> Excerpted text
********************
Combining Cell Painting, Gene Expression and Structure-Activity Data for Mechanism of Action Prediction

Abstract: The rapid progress in high-throughput omics methods and high-resolution morphological profiling, coupled with the significant advances in machine learning (ML) and deep learning (DL), has opened new avenues for tackling the notoriously difficult problem of predicting the Mechanism of Action (MoA) for a drug of clinical interest. Understanding a drug's MoA can enrich our knowledge of its biological activity, shed light on potential side effects, and serve as a predictor of clinical success.  This project aimed to examine whether incorporating gene expression data from LINCS L1000 public repository into a joint model previously developed by Tian et al. (2022), which combined chemical structure and morphological profiles derived from Cell Painting, would have a synergistic effect on the model's ability to classify chemical compounds into ten well-represented MoA classes. To do this, I explored the gene expression dataset to assess its quality, volume, and limitations. I applied a variety of ML and DL methods to identify the optimal single model for MoA classification using gene expression data, with a particular emphasis on transforming tabular data into image data to harness the power of convolutional neural networks. To capitalize on the complementary information stored in different modalities, I tested end-to-end integration and soft-voting on sets of joint models across five stratified data splits.  The gene expression dataset was relatively low in quality, with many uncontrollable factors that complicated MoA prediction. The highest-performing gene expression model was a one-dimensional convolutional neural network, with an average macro F1 score of 0.40877 and a standard deviation of 0.034. Approaches converting tabular data into image data did not significantly outperform other methods. Combining optimized single models resulted in a performance decline compared to the best single model in the combination. To take full advantage of algorithmic developments in drug development and high-throughput multi-omics data, my project underscores the need for standardizing data generation and optimizing data fusion methods.
********************
> Exercise data
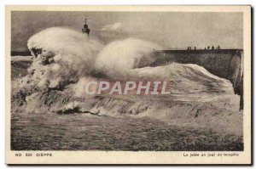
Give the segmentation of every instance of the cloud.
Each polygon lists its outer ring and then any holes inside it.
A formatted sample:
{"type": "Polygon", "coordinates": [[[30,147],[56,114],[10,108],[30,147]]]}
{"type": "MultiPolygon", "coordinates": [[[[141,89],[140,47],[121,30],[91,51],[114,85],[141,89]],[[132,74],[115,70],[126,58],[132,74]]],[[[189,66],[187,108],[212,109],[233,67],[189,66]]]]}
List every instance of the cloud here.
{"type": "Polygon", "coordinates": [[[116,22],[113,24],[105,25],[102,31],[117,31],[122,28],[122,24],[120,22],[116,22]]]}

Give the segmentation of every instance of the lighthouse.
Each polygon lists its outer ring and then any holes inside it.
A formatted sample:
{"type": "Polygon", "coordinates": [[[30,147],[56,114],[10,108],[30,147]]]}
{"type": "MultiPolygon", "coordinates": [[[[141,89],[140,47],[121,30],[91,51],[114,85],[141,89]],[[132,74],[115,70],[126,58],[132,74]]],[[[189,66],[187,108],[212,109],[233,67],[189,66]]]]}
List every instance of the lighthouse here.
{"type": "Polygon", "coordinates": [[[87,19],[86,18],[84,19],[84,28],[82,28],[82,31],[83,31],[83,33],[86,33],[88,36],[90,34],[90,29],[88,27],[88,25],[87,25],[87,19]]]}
********************
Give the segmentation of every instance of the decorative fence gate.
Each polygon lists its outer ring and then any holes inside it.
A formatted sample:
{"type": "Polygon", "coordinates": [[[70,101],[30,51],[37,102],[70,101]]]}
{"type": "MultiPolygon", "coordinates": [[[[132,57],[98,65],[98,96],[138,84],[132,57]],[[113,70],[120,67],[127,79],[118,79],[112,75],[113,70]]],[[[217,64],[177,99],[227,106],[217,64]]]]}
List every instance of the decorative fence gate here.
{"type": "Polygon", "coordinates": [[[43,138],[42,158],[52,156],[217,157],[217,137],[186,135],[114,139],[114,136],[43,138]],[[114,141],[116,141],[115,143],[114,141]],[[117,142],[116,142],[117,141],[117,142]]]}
********************
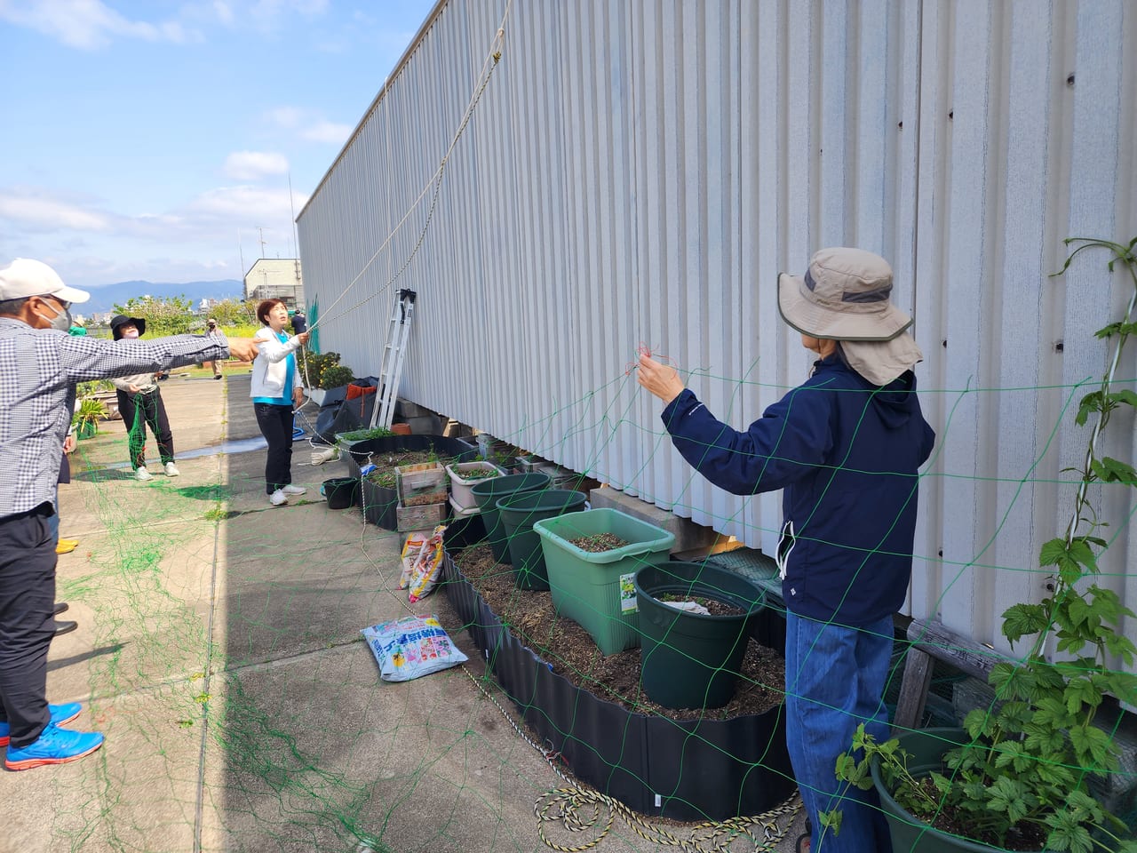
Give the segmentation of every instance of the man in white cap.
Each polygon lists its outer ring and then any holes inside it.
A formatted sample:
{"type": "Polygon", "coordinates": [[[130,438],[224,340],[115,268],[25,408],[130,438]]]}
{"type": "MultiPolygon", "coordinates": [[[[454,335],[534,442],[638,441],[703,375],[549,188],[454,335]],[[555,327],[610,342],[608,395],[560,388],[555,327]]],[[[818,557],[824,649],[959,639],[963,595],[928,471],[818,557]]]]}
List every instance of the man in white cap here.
********************
> What is expected
According to the abstract on mechanism of action prediction, what can understanding a drug's MoA do? List each benefit it names. The records stand apart from the abstract and have nothing to do with it.

> Output of the exercise
- Enrich our knowledge of the drug's biological activity
- Shed light on potential side effects
- Serve as a predictor of clinical success